▶ **Page extract**
>> begin
In addition, our data show that gold mineralization controlled by the Jiaojia fault is dominantly distributed over a distance range of −330 m–50 m from the fault surface, of which gold mineralization occurs within two distance ranges of −75 ∼ 0 m and −300 ∼ −200 m (Figure 9A). The former is closely associated with intense deformation and alteration near the fault, such as the Jiaojia No. 1 orebody and Sizhuang No. 1 orebody (Mills et al., 2015; Wang et al., 2019). The latter is less commonly distributed, and associated with distal brittle fracture filled with sulfide veins, e.g., Sizhuang No. 3 orebody (Wang et al., 2019). This distal mineralization occurs in Jiaojia, Sizhuang, and deep Shaling segments (Figure 8B). The gold mineralization within the Jiaojia gold belt is particularly concentrated within the dip range of the Jiaojia fault of 20°–40° (Figure 9B), and the dip variation is relatively minor (less than ±10°, Figure 9C), which are features suggesting the gently sloping of the Jiaojia fault. Notably, the gold mineralization exhibits spatial overlap with the undulating parts of the Jiaojia fault (Figures 8E,F), and the voxels are more often distributed in concave-down parts (waF, wbF <0 m; Figures 9D, E). In particular, these fault segments also align spatially with high-grade voxels (Figure 8A). The Jiaojia fault was exposed to NEE-SWW compressed stress during gold mineralization period. The apparent undulations may imply localized stress inhomogeneities during the structural activities, which contributed to the enhancement in permeability or fluid fluxes in local host rocks, thereby facilitating gold precipitation (Henry et al., 2014; Wilson et al., 2016).
>> end
▶ **Items**
>> begin
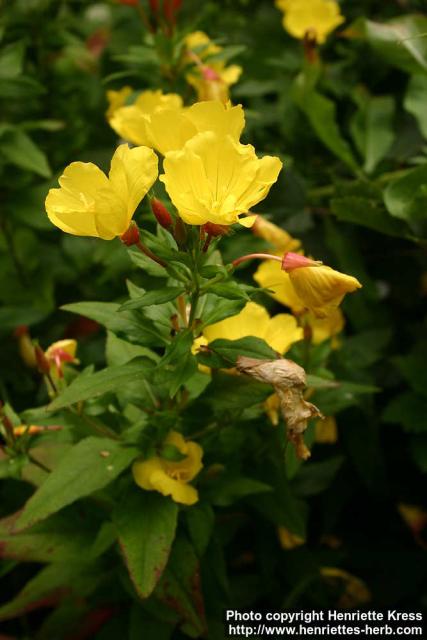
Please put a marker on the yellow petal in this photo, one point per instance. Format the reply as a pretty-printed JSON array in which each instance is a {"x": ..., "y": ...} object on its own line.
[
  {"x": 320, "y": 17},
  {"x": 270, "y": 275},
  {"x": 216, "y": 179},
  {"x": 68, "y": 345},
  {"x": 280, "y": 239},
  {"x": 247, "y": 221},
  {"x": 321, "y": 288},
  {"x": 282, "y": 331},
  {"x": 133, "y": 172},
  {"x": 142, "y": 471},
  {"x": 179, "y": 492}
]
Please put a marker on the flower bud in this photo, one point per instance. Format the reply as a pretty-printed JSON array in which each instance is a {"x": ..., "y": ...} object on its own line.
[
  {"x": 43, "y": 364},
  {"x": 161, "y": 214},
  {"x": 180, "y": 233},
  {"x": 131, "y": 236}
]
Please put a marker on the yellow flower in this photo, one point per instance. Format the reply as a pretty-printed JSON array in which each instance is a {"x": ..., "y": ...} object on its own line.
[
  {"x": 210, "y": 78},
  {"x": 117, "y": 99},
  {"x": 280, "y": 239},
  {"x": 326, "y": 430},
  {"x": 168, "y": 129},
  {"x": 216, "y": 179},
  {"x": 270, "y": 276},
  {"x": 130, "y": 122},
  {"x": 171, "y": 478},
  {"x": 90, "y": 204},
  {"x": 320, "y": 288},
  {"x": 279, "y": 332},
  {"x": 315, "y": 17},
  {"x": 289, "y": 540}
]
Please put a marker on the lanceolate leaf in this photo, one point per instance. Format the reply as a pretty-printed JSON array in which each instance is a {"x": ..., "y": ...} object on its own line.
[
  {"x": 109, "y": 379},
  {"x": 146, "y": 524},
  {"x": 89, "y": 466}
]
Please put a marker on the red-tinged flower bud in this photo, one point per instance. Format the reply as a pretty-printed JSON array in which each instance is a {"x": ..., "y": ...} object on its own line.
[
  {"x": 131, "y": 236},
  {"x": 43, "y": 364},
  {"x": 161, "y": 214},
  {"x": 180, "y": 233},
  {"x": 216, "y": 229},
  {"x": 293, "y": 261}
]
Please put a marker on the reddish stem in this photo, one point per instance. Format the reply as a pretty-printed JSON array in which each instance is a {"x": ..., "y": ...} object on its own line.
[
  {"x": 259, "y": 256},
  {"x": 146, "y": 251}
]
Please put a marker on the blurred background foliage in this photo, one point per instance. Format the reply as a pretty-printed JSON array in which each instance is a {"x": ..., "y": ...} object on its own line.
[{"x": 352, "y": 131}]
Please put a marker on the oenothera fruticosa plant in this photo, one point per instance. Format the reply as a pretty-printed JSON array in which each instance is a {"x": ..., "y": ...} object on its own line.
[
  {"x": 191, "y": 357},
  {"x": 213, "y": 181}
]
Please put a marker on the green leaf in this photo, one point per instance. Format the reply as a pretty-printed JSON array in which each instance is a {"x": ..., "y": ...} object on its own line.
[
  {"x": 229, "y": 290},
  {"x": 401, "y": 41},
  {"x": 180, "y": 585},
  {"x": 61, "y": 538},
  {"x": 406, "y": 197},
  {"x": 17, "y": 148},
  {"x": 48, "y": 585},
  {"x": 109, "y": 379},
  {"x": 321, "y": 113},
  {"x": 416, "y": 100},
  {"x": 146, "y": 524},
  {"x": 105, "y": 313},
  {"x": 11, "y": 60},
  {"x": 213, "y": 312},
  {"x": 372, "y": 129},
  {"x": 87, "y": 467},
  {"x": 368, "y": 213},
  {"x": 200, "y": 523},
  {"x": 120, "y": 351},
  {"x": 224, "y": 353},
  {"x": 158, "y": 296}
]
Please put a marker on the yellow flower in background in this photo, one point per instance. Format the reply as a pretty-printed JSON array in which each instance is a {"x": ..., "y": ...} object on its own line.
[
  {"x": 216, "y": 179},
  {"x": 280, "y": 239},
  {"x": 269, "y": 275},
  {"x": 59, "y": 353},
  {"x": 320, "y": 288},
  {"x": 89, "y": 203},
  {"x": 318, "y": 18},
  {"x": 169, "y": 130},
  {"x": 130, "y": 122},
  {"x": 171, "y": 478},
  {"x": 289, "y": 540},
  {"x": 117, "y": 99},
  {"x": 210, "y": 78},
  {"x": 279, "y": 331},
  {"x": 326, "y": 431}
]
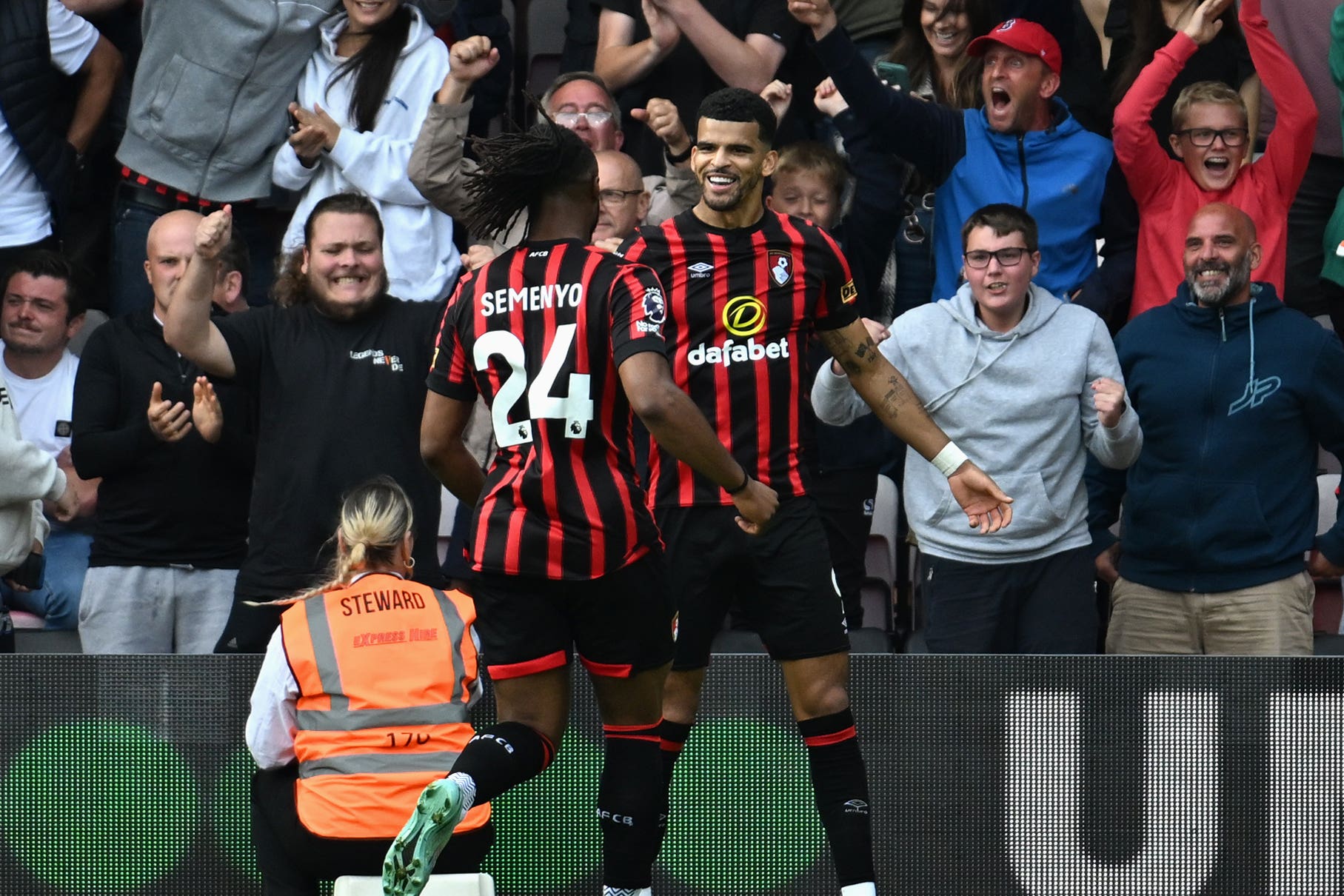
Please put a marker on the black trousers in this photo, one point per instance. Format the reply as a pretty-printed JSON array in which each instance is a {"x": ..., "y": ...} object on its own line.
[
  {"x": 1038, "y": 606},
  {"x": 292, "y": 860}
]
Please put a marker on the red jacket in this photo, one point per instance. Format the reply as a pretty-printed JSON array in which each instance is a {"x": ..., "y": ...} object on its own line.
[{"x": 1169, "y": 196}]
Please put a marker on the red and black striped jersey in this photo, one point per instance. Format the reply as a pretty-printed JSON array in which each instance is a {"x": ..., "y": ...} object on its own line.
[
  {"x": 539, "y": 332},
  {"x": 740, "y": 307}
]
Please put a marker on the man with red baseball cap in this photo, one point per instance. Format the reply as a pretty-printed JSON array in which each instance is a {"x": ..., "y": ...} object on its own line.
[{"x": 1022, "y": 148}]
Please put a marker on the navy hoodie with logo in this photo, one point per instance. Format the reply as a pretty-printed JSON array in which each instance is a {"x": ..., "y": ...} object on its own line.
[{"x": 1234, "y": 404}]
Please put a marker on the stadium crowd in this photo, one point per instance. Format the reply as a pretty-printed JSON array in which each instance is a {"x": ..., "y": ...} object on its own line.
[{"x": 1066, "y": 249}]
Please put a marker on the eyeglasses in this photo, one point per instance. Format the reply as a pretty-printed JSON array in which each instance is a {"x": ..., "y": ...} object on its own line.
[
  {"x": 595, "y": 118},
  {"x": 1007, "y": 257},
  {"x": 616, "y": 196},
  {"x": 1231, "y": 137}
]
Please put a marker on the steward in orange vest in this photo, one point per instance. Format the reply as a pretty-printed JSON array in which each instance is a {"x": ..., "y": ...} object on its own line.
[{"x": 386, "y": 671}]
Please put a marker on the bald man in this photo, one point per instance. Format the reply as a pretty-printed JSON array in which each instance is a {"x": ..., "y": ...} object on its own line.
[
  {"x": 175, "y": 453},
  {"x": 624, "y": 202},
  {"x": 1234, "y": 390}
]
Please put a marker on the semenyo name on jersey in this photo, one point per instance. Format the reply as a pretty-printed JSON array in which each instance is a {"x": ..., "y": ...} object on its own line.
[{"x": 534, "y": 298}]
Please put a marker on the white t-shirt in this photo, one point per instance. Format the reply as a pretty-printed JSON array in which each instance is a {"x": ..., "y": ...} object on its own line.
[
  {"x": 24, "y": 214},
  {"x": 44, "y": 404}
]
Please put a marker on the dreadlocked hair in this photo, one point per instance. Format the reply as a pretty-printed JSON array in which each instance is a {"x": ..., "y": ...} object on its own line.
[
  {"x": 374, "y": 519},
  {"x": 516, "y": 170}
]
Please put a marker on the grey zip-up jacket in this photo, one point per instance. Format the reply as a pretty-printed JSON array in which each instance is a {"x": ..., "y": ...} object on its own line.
>> end
▶ **Exercise details**
Continue the passage on gold mineralization along the Jiaojia fault from where it stops.

▶ **Result for this exercise**
The ore-forming simulation results encompass a series of rock and fluid conditions, such as volumetric strain, shear strain, temperature, and fluid flux or divergence (Zhao et al., 2009; 2012; Itasca, 2012), all of which contribute to fluid flow and interaction with rocks and gold precipita-tion. Here we present the primary mineralization-related attributes generated by computational simulation (Figure 10) that are also always used in previous studies on hydrothermal mineral systems (Jessell et al., 2005; Zhang et al., 2008; Zhao, 2015; Li et al., 2018b; Hu et al., 2019; Eldursi et al., 2021; Xie et al., 2022), particularly for volumetric strain, which directly reflects the dilatation or shrinkage of wall rocks, influencing mineralization localization.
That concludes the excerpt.